**输入数据:**
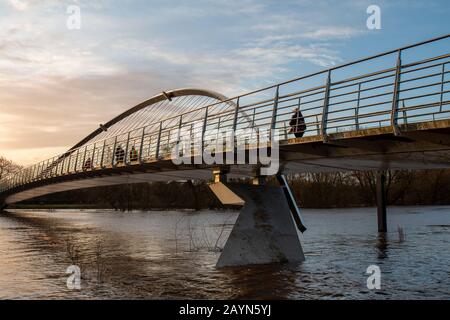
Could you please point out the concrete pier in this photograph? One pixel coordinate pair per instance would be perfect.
(381, 201)
(265, 231)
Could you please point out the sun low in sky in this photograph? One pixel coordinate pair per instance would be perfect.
(58, 83)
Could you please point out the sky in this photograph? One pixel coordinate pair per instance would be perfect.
(58, 84)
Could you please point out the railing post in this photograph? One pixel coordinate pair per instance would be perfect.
(396, 94)
(205, 122)
(274, 113)
(103, 154)
(62, 166)
(113, 156)
(326, 102)
(127, 147)
(84, 158)
(357, 107)
(93, 156)
(159, 140)
(76, 161)
(141, 147)
(442, 87)
(68, 163)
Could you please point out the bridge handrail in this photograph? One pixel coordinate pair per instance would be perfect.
(271, 113)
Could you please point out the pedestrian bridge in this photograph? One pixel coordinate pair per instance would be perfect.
(388, 111)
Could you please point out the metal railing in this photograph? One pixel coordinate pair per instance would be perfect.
(388, 96)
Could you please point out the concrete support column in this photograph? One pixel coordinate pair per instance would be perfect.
(265, 231)
(381, 201)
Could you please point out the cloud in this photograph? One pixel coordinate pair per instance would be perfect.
(56, 86)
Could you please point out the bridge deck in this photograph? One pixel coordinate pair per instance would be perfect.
(395, 115)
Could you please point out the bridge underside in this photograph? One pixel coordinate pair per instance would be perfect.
(420, 146)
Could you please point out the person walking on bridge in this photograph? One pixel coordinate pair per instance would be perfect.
(133, 154)
(297, 124)
(120, 155)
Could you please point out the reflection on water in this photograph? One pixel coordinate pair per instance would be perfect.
(172, 255)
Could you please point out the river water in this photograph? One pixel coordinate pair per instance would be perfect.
(172, 255)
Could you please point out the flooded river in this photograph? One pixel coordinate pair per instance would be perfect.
(172, 255)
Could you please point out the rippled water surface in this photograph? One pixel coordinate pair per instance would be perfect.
(172, 255)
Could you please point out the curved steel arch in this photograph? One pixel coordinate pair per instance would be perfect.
(153, 100)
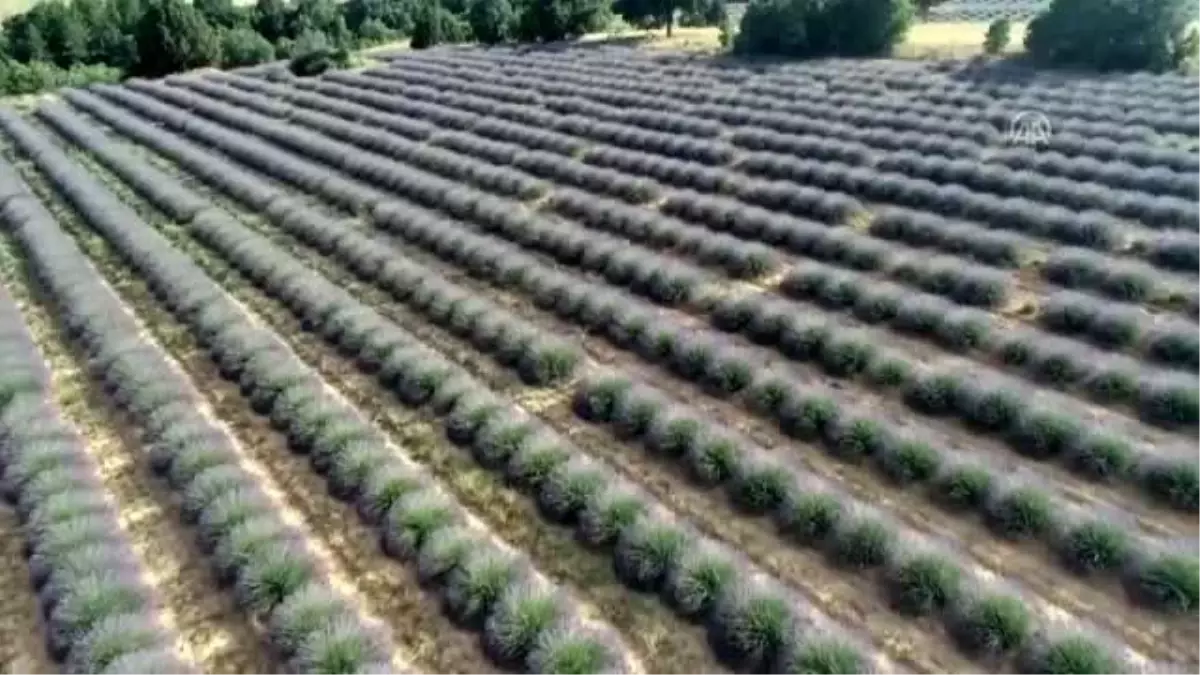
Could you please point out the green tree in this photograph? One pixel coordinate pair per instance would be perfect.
(64, 30)
(924, 6)
(397, 15)
(654, 13)
(373, 31)
(244, 47)
(271, 19)
(172, 36)
(491, 21)
(1000, 33)
(823, 28)
(550, 21)
(1109, 35)
(436, 25)
(221, 13)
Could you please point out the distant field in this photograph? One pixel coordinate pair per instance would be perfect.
(627, 353)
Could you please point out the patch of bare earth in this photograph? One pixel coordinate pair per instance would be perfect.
(664, 643)
(347, 551)
(214, 633)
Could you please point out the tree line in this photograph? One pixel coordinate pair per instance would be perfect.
(60, 42)
(72, 42)
(1107, 35)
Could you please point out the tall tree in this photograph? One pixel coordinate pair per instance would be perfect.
(172, 36)
(271, 19)
(220, 12)
(491, 21)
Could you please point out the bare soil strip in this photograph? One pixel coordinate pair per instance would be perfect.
(844, 598)
(666, 644)
(1061, 597)
(1169, 638)
(22, 649)
(216, 635)
(349, 553)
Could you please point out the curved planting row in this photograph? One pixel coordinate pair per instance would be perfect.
(412, 512)
(1171, 344)
(486, 175)
(816, 203)
(267, 561)
(489, 255)
(571, 102)
(1066, 432)
(1138, 154)
(96, 599)
(1162, 481)
(263, 155)
(919, 580)
(1151, 207)
(648, 548)
(665, 281)
(540, 360)
(727, 370)
(1164, 399)
(958, 281)
(1091, 230)
(1060, 223)
(486, 447)
(1173, 252)
(1158, 180)
(533, 137)
(1128, 281)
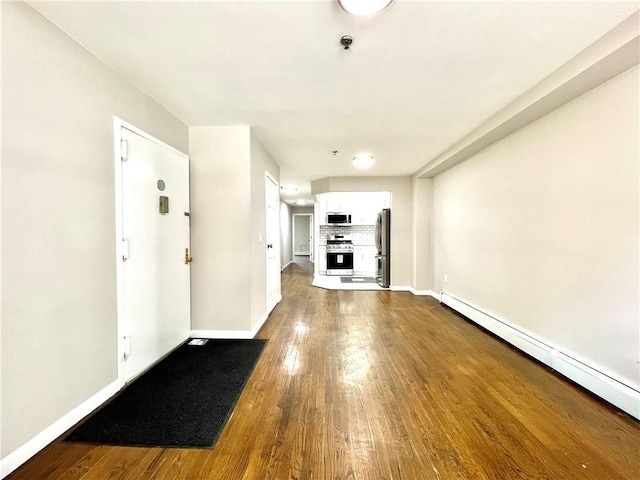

**任务目标:** 请统计上方数据中有多少行包含字符串“water”，区分大小写，只给出行数。

**回答:** 3